Transcribe exactly the lines from the one holding "Question. Indicate one point for each instance of the calm" to the end of the data below, including both of those lines and no others.
%%
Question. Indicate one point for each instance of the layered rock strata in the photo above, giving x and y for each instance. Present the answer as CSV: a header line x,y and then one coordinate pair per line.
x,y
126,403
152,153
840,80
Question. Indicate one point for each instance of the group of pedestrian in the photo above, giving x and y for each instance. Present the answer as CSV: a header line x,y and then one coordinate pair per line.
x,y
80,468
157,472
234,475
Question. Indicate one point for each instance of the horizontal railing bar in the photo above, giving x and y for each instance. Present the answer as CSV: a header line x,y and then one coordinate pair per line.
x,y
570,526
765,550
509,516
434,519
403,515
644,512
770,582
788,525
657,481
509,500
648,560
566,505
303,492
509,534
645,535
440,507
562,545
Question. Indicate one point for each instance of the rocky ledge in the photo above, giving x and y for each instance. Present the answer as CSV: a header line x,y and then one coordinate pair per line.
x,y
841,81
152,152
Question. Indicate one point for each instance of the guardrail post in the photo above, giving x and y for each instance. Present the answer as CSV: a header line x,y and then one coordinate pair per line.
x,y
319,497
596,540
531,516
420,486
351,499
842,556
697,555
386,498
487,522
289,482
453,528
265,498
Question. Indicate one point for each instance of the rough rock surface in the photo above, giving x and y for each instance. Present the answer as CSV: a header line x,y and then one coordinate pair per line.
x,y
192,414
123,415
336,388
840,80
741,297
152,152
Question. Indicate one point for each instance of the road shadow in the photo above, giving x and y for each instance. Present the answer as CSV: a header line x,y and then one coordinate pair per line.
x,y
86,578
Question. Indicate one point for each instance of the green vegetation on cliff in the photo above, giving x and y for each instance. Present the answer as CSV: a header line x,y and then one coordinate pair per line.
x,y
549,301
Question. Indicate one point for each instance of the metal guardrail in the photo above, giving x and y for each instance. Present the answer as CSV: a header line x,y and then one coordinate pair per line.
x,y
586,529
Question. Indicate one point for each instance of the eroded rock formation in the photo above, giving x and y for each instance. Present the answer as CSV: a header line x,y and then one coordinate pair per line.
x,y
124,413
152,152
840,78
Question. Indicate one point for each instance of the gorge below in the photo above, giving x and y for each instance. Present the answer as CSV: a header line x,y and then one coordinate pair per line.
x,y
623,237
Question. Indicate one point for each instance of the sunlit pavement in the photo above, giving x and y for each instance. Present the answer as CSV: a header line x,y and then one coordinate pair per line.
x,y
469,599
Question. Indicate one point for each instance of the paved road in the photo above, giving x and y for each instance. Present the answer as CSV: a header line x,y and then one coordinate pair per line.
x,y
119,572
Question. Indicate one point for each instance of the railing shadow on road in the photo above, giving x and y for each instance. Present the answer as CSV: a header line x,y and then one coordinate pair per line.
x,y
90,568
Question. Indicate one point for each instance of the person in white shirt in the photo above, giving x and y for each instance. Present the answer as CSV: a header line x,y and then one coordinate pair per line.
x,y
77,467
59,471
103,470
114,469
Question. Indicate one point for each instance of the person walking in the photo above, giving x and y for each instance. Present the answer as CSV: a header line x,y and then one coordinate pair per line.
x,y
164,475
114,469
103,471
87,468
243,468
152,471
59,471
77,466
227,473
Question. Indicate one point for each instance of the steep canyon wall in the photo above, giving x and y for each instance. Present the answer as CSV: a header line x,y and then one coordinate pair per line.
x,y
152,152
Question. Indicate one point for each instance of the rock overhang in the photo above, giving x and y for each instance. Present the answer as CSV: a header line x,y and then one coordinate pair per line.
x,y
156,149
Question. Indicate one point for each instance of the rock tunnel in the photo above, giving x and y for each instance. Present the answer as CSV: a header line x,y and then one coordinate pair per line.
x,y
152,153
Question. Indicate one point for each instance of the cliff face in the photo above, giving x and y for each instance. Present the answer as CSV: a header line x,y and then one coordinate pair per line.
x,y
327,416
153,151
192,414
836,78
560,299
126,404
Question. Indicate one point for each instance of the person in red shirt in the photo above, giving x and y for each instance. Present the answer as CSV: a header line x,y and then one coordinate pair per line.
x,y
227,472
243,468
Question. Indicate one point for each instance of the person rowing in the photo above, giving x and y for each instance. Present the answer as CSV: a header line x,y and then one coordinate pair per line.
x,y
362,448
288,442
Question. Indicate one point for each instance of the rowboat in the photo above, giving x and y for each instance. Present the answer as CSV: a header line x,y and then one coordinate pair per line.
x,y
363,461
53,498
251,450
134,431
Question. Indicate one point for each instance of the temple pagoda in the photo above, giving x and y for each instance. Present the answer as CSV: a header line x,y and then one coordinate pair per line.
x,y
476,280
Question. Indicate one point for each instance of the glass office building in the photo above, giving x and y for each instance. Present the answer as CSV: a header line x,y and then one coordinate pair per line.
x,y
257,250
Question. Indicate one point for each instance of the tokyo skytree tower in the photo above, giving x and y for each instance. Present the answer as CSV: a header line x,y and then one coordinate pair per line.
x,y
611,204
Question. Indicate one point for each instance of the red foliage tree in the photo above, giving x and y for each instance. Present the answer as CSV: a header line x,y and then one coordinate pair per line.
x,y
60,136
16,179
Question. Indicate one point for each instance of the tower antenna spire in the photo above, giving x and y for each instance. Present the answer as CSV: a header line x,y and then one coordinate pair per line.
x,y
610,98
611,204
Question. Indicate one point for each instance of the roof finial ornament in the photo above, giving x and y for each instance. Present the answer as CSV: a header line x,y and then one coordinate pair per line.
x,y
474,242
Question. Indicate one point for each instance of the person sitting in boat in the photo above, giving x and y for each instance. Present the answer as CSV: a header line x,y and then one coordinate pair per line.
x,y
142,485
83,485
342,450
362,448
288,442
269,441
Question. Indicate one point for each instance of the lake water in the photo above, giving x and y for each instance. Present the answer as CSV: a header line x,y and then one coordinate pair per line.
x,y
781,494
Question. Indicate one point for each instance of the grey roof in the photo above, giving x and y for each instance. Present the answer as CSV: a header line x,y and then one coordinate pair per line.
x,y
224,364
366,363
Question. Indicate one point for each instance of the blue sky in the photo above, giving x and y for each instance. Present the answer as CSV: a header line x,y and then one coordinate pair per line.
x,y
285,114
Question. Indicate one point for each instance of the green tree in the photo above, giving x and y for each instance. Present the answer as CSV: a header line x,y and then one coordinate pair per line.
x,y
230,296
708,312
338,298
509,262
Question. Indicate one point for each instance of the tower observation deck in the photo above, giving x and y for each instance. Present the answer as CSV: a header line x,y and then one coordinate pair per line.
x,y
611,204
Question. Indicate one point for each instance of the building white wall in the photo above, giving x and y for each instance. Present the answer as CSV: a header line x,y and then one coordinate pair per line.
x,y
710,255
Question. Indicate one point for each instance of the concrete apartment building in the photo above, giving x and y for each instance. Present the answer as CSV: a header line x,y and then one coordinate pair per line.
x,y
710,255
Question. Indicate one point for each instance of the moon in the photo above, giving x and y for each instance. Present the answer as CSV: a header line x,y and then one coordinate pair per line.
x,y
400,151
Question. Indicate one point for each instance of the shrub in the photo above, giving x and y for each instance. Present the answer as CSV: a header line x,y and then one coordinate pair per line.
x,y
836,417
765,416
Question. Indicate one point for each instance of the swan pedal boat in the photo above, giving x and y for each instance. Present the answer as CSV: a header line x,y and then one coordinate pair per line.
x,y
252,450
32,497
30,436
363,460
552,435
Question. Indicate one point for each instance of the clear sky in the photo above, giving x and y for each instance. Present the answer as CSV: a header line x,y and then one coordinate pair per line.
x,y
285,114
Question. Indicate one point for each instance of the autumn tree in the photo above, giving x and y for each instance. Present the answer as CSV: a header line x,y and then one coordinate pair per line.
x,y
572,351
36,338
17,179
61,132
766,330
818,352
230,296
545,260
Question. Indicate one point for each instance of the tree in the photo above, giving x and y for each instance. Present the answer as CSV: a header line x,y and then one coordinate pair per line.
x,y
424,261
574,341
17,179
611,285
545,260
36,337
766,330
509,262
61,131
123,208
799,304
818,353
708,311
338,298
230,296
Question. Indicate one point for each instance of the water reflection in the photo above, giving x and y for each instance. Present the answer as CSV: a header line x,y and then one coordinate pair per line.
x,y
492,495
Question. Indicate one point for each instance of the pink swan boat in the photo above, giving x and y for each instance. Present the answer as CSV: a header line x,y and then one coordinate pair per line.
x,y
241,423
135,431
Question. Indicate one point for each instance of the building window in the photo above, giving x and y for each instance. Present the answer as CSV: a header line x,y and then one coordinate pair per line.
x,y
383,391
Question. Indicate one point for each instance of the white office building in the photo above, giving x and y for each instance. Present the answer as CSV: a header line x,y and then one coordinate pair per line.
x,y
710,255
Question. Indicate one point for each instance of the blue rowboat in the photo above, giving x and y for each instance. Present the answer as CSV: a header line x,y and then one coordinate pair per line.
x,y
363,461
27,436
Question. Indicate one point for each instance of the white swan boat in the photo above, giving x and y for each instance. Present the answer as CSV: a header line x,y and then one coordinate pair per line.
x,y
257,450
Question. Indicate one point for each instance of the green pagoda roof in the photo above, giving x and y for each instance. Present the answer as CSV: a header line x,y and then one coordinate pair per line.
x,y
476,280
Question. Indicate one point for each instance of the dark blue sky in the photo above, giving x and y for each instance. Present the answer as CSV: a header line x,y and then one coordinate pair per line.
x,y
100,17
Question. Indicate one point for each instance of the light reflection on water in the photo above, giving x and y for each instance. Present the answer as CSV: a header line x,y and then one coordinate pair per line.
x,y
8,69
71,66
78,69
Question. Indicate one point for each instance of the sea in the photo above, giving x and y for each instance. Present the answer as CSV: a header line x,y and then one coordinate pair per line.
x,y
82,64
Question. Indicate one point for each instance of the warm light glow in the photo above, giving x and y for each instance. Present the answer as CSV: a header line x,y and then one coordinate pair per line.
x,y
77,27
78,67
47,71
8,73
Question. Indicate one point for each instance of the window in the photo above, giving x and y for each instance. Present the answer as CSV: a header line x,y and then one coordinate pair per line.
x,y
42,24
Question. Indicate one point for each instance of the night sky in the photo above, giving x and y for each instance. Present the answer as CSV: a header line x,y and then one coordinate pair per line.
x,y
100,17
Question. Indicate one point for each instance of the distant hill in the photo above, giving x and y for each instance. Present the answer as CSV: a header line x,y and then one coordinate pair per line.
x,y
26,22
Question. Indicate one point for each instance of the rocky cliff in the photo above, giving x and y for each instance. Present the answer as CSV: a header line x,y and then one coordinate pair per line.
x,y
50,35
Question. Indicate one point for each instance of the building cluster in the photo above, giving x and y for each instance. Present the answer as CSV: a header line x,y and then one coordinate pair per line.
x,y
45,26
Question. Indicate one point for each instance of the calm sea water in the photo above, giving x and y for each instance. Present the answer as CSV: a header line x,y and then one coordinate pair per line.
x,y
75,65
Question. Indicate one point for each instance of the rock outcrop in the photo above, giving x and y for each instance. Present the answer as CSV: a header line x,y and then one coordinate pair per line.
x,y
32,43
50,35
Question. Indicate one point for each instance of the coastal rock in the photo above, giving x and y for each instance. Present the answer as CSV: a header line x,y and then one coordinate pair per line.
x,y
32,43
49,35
%%
**Problem solution**
Question. Indicate one point for each instance of the calm sea water in the photo above, giving x and y for each instance. Present the answer as CSV: a header line x,y and then one coordinate pair per line.
x,y
75,65
Question. Indicate one point for each instance of the rock outcrop in the photo above, giving x and y for each instance. Present the answer as CSV: a header line x,y and then one coordinate pair per line.
x,y
32,43
50,35
Question. Indicate one point for each instance of the coastal rock in the photo above, giving x and y for each instance. Present the answer as CSV: a header line x,y and then one coordinate pair per line.
x,y
32,43
49,35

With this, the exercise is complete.